Task directions: Print the bread recipe word for word from "Knock down dough" to "in smaller tins.".
==== Provided passage ====
# Proven Bread



## WayneT (Sep 25, 2004)

*Ingredients:*
1kg Plain Flour
1/4 cup Gluten flour
1/2 cup milk powder (Non Fat or Full Cream)
1/4 cup soy flour
1/4 cup oat bran OR Ricebran
1 cup rye flour         *(Substitute portions or all of Rye with other flours if desired)*
3 tsp salt 
4 tsp yeast
2 tabsp Extra Virgin Olive oil OR 1 tabsp Pure Sesame Seed oil + 1 tabsp olive oil
3-4 tabsp nut seed mix of choice OR Linseeds OR ground LSA mix (Linseed, Sunflower and Almonds) etc.
2 tab lecithin
2 tab honey 
4 cups warm water
1/2 tsp Citric acid

MIX: All dry ingredients except yeast together.


Sponge:
Mix all water with 4 cups dry mix, honey, sugar and yeast. Beat on high speed for 3 minutes. (brings out gluten)
Add oil and mix through.
Leave 5 minutes and add rest of dry mix.

Dough:
Knead with dough hook for 5 mins OR by hand for 10 mins.
Dough will be rather soft at this stage. 
Place dough in a large oiled container OR two smaller ones and roll around until coated lightly all over with oil. 
Cover with plastic wrap. Place wrap directly on top of dough and coming up sides of container so as to seal in but allow for rising..
Place in warm area (sink with hot water is fine) until doubled in size.
Knock down dough and knead on floured surface 1-2 mins.
Shape and place in bread tins if used. and bake at 200°C, 392°F 30 mins.
Makes two LARGE loaves or shape into rounds or put in smaller tins.
==== Provided information ====
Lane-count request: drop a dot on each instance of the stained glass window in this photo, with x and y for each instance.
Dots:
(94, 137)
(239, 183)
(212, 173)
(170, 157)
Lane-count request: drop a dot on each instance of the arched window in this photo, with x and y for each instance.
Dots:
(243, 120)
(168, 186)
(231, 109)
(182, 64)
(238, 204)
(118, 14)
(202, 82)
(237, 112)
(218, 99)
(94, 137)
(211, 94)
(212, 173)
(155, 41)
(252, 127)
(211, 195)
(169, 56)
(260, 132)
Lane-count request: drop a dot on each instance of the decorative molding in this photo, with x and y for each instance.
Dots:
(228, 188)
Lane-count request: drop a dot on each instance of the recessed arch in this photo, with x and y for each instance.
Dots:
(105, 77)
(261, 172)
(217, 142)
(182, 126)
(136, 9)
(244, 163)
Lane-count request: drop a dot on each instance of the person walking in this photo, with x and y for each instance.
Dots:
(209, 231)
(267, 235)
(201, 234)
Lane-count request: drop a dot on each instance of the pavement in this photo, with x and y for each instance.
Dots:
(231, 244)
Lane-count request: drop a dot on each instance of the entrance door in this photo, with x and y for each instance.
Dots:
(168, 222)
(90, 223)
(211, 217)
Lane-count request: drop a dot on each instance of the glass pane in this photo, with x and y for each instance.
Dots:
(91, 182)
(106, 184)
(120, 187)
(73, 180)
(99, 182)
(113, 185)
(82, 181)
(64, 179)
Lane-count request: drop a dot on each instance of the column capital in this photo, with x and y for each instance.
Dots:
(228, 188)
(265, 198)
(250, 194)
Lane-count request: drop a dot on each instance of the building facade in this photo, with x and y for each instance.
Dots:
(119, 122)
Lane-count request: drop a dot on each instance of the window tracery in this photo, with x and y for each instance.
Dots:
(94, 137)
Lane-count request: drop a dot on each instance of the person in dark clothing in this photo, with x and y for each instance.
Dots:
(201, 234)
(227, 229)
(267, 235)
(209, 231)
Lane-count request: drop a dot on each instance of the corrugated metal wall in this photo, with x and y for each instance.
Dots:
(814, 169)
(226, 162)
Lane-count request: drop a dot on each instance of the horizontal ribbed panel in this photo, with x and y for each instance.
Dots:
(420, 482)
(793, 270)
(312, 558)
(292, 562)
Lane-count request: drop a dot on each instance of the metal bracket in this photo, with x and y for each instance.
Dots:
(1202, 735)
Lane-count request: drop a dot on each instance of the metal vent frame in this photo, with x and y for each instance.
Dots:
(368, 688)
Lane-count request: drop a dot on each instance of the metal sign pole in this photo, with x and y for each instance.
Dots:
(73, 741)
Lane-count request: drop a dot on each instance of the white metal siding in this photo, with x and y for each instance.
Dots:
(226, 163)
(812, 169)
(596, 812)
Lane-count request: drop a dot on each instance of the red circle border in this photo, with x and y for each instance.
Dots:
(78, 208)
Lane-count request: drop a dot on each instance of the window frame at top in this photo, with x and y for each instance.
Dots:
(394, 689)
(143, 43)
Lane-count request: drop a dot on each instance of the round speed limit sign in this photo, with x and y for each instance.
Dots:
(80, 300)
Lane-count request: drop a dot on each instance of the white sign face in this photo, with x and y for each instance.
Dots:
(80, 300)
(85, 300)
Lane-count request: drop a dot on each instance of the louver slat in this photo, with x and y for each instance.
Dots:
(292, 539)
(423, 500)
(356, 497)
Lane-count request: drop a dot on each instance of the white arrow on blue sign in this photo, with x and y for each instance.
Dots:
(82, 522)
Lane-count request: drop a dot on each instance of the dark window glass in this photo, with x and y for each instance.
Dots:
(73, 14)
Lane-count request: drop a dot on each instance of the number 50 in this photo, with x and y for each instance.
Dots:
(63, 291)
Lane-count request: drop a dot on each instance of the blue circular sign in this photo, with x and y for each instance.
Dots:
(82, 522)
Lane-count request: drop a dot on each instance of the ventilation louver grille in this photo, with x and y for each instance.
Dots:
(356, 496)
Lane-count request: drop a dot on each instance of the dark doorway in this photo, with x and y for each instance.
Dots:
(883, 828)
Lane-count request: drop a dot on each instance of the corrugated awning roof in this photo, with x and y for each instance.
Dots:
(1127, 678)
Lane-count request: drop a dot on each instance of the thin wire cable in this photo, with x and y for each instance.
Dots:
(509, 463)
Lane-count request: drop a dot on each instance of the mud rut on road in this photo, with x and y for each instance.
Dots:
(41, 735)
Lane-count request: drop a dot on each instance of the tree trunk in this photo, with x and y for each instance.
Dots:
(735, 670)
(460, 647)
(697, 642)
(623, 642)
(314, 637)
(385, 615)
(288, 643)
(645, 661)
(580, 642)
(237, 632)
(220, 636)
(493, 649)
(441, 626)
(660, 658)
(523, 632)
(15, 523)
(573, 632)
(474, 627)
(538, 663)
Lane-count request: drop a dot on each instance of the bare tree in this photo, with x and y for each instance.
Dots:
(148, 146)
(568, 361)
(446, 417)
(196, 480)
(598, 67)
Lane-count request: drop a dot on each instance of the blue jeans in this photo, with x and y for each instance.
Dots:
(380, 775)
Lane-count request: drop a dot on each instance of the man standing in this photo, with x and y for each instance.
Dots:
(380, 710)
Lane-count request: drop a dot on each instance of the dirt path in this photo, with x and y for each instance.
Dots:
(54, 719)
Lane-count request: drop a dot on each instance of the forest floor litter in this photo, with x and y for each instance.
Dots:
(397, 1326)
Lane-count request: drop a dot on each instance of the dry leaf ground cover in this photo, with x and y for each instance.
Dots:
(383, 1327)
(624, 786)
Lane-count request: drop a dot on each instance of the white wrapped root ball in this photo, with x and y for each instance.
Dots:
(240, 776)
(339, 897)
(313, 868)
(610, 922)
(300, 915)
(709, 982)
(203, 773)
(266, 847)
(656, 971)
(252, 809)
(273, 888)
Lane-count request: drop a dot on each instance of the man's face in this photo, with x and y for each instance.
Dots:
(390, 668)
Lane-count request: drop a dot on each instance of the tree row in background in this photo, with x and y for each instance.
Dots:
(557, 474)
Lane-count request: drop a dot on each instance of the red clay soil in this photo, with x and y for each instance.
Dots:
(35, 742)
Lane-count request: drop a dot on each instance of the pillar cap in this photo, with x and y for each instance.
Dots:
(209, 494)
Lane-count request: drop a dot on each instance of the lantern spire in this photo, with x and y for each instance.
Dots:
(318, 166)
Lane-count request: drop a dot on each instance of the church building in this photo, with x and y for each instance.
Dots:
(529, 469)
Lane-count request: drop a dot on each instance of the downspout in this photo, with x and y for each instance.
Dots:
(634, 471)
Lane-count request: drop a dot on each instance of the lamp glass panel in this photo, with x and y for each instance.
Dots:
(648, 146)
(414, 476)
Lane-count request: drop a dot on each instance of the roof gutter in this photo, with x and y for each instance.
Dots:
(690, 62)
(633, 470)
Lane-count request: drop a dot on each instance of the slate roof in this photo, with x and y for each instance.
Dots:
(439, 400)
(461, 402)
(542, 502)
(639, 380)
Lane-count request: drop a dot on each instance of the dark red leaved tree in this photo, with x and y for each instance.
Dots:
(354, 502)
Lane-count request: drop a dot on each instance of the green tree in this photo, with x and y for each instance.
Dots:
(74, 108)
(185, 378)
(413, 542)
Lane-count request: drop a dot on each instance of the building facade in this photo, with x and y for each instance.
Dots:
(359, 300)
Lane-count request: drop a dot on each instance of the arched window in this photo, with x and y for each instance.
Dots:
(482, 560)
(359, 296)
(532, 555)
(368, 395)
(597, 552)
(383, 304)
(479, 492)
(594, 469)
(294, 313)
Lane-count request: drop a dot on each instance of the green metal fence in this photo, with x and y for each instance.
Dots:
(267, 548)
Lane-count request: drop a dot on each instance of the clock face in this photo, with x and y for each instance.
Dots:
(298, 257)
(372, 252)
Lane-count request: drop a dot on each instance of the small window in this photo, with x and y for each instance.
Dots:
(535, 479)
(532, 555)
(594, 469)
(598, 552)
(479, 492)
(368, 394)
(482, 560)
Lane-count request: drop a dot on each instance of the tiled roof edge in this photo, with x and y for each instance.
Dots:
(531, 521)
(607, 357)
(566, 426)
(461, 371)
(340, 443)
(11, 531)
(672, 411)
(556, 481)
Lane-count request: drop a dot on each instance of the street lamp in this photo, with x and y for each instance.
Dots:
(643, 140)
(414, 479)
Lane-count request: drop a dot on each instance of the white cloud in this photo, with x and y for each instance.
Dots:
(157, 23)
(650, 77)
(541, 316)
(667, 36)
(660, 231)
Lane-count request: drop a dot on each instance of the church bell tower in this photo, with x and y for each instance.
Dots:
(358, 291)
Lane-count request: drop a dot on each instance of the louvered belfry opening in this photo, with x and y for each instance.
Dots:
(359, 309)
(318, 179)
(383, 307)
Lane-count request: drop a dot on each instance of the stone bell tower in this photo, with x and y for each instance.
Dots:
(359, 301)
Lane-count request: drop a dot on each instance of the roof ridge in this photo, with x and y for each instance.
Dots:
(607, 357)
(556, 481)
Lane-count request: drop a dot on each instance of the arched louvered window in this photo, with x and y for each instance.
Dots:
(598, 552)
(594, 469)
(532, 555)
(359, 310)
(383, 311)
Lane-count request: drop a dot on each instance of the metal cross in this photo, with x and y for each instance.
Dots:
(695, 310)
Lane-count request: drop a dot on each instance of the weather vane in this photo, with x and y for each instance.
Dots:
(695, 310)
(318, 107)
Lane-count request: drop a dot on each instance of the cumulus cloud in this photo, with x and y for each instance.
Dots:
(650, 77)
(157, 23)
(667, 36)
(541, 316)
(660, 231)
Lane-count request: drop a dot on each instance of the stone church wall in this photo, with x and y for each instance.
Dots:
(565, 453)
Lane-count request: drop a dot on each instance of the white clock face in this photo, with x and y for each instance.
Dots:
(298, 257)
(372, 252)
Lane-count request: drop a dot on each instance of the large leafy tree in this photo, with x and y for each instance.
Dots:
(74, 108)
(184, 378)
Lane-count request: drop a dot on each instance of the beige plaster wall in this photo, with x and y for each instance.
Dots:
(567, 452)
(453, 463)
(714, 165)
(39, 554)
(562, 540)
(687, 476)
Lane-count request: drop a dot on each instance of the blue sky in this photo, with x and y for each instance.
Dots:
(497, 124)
====
Written answer:
Knock down dough and knead on floured surface 1-2 mins.
Shape and place in bread tins if used. and bake at 200°C, 392°F 30 mins.
Makes two LARGE loaves or shape into rounds or put in smaller tins.